_Supplied records_

BEGIN

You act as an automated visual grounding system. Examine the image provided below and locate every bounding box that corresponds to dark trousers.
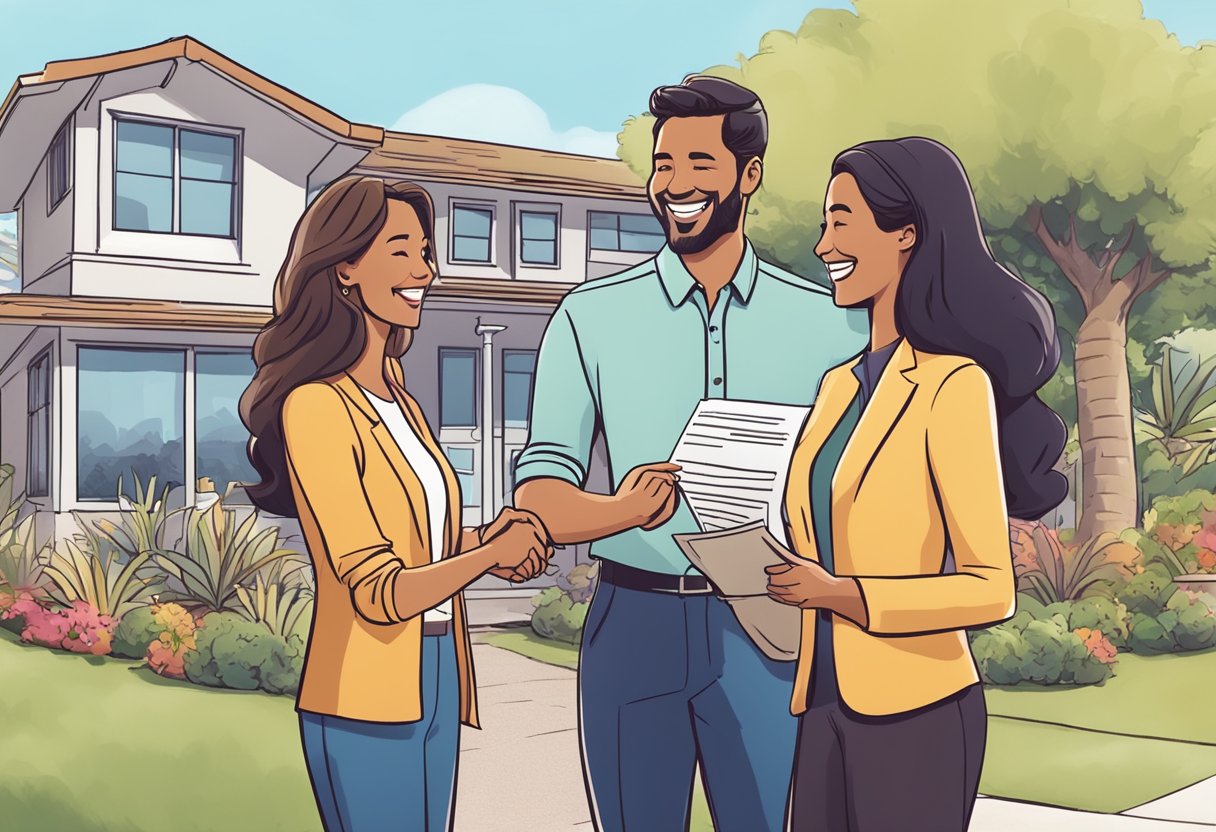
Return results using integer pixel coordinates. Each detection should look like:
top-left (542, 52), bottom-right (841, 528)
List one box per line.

END
BEGIN

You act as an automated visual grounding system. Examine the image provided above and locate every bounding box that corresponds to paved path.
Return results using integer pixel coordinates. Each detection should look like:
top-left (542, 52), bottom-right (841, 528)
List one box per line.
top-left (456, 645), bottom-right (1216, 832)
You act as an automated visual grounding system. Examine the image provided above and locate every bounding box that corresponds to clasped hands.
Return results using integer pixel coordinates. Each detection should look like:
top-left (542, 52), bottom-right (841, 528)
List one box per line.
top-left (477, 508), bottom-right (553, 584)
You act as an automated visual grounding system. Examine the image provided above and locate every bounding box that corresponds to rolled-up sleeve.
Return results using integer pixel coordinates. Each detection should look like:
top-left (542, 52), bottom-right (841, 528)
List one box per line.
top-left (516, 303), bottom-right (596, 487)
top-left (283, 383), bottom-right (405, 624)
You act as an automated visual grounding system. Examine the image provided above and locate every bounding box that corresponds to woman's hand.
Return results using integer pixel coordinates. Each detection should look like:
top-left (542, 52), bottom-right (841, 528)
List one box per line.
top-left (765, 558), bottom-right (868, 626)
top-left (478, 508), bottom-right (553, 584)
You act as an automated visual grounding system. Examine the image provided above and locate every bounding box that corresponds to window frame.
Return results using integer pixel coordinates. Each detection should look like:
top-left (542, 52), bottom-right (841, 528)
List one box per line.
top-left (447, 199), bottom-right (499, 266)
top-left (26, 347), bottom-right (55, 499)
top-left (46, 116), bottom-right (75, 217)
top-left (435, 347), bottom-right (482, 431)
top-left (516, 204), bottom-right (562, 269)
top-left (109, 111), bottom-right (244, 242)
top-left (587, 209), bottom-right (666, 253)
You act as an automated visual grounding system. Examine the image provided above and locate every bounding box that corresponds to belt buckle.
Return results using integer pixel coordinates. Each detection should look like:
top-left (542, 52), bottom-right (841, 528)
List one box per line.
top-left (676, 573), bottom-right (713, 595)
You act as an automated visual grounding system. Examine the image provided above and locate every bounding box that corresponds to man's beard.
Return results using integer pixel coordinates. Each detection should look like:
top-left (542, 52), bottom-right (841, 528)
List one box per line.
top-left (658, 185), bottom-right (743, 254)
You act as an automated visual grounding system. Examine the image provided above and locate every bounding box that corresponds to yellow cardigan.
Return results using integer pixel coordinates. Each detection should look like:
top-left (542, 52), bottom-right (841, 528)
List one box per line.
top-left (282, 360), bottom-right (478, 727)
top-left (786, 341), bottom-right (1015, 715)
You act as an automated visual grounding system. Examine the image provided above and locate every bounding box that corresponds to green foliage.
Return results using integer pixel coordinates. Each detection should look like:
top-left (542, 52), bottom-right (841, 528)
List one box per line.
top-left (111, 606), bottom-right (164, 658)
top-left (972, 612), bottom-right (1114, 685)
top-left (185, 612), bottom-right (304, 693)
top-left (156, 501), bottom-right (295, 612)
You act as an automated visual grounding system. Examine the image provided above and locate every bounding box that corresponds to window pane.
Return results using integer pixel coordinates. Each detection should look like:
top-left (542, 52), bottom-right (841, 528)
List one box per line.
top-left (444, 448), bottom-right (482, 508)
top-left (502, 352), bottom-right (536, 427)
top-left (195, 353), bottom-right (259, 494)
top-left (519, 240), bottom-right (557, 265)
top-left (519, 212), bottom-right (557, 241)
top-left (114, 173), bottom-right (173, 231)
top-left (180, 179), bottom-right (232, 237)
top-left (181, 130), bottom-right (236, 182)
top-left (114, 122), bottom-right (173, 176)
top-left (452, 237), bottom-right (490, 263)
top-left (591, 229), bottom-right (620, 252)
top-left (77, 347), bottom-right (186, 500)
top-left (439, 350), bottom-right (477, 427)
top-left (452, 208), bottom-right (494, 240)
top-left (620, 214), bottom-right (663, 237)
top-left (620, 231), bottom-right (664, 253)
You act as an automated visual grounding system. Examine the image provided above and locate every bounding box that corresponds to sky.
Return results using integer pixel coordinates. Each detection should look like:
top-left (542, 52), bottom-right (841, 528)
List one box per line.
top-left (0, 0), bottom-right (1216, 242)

END

Copy the records above from the line with "to man's beard." up to and including the line with "top-left (658, 185), bottom-right (743, 254)", keeping the requests, and offset every coordinate in the answer boxes by -99. Leave the numbers in the requests and their format sample unchanged.

_Written reply_
You act as an automated visual grounding system. Examine the image provided above and locate every bounding box that corresponds to man's beard.
Return results using integer pixel coordinates. Each detection should look like:
top-left (542, 52), bottom-right (841, 528)
List one box per line.
top-left (559, 86), bottom-right (644, 155)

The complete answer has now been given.